BEGIN Provided records

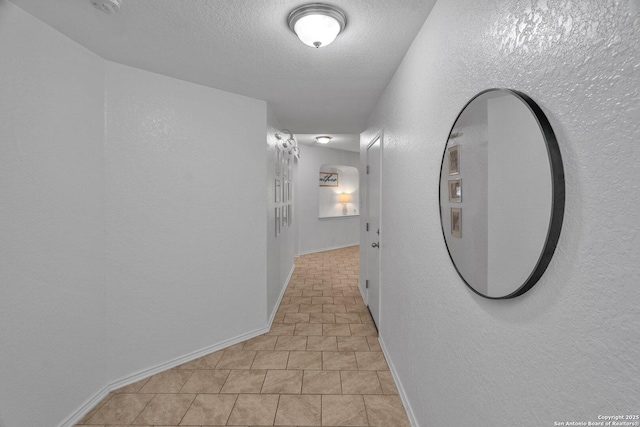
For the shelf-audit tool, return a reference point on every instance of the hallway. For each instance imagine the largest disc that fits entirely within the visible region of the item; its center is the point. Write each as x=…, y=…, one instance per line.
x=320, y=364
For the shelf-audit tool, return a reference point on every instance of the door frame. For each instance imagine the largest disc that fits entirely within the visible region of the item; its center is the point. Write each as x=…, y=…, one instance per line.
x=376, y=138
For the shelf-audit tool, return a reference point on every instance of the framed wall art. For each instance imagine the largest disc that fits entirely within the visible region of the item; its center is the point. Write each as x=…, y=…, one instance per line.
x=456, y=222
x=454, y=160
x=455, y=190
x=328, y=179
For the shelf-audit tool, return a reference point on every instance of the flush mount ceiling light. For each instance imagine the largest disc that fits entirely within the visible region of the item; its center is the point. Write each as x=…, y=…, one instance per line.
x=324, y=139
x=107, y=6
x=317, y=24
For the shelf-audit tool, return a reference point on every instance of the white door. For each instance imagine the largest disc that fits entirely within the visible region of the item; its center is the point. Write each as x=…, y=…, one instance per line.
x=373, y=227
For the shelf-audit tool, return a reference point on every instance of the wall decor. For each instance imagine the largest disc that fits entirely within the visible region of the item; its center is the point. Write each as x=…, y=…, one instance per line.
x=328, y=179
x=455, y=190
x=454, y=159
x=456, y=222
x=278, y=190
x=514, y=193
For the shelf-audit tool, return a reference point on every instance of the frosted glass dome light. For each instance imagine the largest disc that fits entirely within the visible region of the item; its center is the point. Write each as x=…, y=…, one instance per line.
x=316, y=24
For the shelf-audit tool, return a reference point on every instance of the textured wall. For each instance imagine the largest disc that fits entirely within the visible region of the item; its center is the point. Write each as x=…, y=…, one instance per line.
x=569, y=348
x=280, y=249
x=322, y=234
x=52, y=309
x=186, y=242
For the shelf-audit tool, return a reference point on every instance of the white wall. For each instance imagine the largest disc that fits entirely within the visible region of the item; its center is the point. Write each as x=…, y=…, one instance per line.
x=321, y=234
x=569, y=348
x=52, y=308
x=280, y=250
x=186, y=242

END Provided records

## Short task
Please rescale the stretch from the line containing "of the framed" through the line containing "x=514, y=193", both ends included, and give only those lines. Repeat every line with the requests unchanged, multiplying each x and y coordinate in the answers by 2.5 and rounding to the nearest whole number, with halves rounded up.

## Answer to the problem
For the shelf-audit tool, return a reference point on every instance of the framed wall art. For each instance imagine the largest disc that fits entirely within the visible region of the item; its center is the point. Write each as x=…, y=…, one instance per line.
x=1140, y=555
x=1135, y=400
x=1138, y=475
x=820, y=448
For the shelf-audit tool, return a reference point on every instance of the flush mount ceiling light. For each instance imagine the largest disc that fits entirely within the visible region of the item; its center is the point. Write each as x=…, y=…, one instance per line.
x=810, y=348
x=268, y=15
x=793, y=60
For the shelf-audit tool, return a reference point on every instance of the white door. For each instance imagine the largest disc that fits entirely within the visible region of the item; its center is the point. Write each as x=…, y=…, one instance per line.
x=933, y=568
For the shelf-audit tool, return a reference point on every instance of the wall decor. For each instance imagine the largest disc that fits entirely within the visible region of the item; its center is the point. Write each as x=…, y=…, one instance per line.
x=820, y=448
x=1138, y=475
x=1135, y=398
x=1140, y=555
x=695, y=475
x=1285, y=483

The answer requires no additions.